_WHAT YOU HAVE TO DO_
Only the lines from the one containing "[point] every instance of the wooden" to the end of the material are to be copied, exactly and in full; images stay out.

_MATERIAL PROVIDED_

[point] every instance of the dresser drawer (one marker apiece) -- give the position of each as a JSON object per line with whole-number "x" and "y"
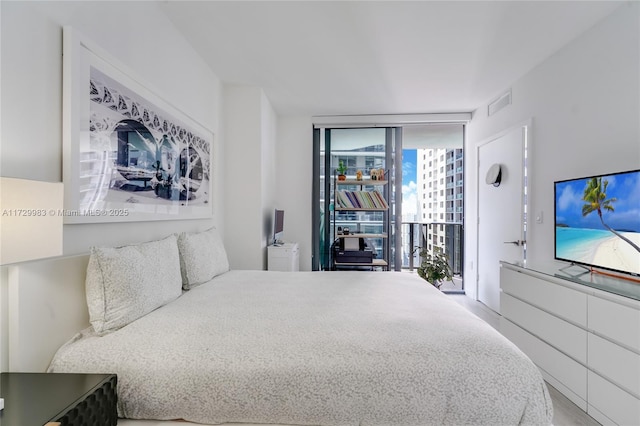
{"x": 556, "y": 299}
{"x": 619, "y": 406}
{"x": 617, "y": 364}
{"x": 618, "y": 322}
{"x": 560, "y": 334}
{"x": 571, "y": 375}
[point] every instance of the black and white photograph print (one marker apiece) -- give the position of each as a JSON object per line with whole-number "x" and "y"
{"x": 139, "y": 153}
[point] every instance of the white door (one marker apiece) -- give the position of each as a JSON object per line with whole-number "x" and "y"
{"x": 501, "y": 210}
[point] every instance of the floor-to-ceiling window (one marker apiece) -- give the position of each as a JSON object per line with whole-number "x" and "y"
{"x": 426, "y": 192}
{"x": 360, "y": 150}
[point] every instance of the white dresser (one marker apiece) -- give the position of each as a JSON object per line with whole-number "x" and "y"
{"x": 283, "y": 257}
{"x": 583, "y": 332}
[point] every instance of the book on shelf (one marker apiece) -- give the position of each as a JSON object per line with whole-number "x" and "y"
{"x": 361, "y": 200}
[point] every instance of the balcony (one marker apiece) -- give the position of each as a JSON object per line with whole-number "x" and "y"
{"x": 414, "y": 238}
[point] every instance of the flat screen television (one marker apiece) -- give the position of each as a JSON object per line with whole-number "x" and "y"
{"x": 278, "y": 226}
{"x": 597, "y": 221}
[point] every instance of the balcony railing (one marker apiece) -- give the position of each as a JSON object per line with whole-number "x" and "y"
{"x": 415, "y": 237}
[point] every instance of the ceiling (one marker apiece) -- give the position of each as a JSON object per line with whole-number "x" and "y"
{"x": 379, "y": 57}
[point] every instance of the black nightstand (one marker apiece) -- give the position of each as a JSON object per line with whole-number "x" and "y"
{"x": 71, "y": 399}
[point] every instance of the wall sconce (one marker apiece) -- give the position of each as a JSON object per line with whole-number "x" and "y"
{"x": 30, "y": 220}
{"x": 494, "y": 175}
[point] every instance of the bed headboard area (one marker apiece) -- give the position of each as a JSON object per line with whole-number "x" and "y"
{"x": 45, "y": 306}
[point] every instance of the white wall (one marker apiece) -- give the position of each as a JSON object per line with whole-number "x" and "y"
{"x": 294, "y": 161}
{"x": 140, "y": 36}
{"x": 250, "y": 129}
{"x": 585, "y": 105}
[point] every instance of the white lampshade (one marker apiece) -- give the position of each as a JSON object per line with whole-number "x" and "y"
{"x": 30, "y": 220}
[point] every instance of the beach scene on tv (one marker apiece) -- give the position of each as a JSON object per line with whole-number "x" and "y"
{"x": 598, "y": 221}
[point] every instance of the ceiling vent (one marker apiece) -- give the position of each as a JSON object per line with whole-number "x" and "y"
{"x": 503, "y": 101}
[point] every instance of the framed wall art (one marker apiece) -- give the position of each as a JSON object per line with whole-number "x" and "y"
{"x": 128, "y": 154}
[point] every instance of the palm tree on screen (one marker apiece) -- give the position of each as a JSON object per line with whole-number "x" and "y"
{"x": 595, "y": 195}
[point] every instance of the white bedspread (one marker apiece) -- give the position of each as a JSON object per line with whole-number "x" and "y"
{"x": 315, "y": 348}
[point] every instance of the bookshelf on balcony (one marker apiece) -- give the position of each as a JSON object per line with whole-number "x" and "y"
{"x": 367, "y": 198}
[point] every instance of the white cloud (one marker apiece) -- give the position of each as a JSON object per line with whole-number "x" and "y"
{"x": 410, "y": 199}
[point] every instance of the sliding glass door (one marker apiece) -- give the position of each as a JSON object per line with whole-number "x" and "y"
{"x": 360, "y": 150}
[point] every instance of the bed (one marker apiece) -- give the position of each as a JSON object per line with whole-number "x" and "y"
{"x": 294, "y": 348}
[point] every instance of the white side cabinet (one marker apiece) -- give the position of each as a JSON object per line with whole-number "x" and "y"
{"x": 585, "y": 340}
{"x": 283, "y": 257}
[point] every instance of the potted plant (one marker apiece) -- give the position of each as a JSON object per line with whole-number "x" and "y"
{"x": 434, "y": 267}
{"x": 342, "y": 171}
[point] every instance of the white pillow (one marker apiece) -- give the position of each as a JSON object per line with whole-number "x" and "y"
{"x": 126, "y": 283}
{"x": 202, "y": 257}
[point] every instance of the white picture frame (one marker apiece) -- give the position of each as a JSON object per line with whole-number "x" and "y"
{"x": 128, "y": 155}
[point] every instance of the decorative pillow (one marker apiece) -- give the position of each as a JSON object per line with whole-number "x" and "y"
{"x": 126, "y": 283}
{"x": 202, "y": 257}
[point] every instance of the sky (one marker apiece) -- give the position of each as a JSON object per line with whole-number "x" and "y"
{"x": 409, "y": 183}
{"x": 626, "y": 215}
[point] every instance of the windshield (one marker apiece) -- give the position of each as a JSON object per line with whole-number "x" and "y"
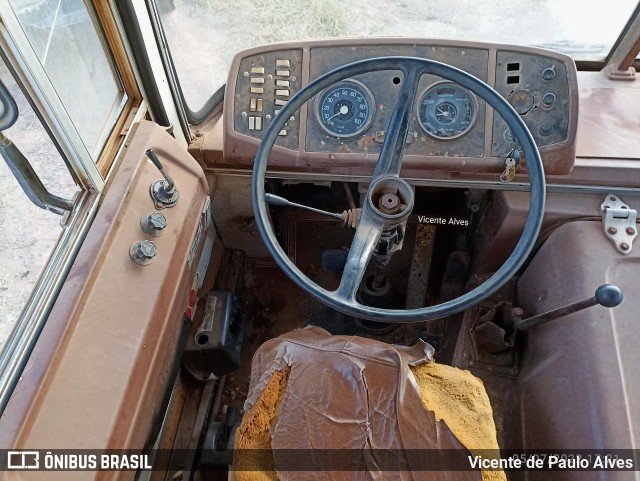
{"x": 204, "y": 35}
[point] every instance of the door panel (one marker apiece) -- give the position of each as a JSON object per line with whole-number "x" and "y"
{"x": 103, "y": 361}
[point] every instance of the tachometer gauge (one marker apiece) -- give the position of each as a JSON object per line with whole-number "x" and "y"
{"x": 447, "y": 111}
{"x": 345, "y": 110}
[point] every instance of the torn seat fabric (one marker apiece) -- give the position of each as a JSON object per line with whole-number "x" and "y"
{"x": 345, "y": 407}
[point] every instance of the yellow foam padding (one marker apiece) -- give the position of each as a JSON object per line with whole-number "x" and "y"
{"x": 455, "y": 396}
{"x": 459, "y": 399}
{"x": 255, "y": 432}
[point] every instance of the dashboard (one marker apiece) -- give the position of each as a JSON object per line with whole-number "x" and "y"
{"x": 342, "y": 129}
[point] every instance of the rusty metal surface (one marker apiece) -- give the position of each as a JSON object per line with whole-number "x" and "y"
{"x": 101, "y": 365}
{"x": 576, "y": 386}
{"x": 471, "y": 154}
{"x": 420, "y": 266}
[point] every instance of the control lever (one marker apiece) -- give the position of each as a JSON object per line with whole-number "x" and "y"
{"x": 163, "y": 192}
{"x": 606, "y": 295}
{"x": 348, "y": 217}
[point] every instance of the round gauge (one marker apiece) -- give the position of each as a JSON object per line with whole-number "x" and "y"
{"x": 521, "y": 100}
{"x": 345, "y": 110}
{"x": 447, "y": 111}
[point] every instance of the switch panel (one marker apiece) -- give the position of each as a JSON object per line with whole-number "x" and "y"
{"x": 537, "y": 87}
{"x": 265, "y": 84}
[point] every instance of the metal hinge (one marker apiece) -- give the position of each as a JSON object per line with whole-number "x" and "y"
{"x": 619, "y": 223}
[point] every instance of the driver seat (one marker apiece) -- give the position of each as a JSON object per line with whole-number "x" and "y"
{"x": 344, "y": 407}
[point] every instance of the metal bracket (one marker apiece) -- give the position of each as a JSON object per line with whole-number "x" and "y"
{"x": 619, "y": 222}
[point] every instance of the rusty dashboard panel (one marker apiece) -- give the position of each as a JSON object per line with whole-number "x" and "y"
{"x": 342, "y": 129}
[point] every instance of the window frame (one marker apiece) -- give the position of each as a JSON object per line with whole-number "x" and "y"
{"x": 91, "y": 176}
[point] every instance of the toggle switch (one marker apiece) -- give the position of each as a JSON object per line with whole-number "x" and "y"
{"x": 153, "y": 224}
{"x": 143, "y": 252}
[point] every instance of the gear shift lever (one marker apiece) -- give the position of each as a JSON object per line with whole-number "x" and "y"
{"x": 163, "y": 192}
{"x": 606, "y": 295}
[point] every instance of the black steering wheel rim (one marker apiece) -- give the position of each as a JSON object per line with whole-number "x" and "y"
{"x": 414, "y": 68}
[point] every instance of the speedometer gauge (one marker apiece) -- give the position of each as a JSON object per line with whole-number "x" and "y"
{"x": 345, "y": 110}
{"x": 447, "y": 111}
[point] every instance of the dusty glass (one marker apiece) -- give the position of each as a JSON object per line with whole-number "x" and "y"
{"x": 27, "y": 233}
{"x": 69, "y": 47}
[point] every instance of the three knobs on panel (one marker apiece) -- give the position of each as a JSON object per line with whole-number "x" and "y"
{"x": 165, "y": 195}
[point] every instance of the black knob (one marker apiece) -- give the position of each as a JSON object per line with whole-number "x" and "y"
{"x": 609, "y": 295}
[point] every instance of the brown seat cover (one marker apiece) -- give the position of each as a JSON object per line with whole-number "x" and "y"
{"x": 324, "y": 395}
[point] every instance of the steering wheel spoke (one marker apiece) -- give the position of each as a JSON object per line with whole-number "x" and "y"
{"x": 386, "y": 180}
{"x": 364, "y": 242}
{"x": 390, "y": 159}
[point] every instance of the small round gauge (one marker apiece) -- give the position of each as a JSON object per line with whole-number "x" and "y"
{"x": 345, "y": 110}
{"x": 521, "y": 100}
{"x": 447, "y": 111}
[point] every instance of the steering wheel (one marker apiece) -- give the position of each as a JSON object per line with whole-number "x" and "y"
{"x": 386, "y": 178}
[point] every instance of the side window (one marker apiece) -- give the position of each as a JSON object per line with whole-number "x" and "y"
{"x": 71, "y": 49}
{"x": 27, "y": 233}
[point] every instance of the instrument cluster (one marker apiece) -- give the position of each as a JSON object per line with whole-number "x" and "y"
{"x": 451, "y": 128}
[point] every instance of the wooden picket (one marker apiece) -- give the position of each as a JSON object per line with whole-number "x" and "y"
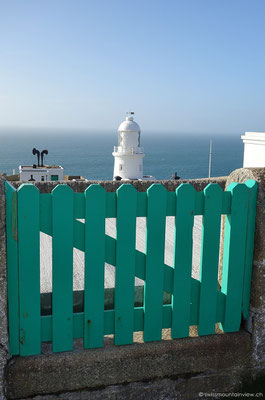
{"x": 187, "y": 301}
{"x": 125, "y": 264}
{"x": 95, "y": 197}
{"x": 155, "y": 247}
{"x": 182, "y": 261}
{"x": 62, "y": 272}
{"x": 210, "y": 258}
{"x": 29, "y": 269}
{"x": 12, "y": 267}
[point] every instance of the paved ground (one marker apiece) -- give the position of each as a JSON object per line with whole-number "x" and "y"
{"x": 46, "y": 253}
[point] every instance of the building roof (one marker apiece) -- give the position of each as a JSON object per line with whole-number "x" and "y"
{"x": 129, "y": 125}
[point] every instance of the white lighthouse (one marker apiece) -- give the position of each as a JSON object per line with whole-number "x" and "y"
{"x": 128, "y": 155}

_SOLUTION TO THIS EXERCISE_
[point] every instance of the wooden picket (one marker apiece) -- give the position of each as a JSON object per line with whole-number "x" and "y"
{"x": 187, "y": 301}
{"x": 125, "y": 264}
{"x": 95, "y": 197}
{"x": 155, "y": 247}
{"x": 182, "y": 261}
{"x": 62, "y": 272}
{"x": 210, "y": 258}
{"x": 29, "y": 269}
{"x": 12, "y": 267}
[point] every instance of the paved ground (one marker apiece) -- give the position of each as a JSON object per line with whole-number "x" and "y"
{"x": 46, "y": 253}
[point] every instance of the building roof (one marker apiece) -- give the position of each as a JSON object per line with whole-number "x" and "y"
{"x": 129, "y": 125}
[point] every instance of the white lighthouse (one marker apiece) -- give the position of each as a JSON object per line with whole-number "x" and "y"
{"x": 128, "y": 155}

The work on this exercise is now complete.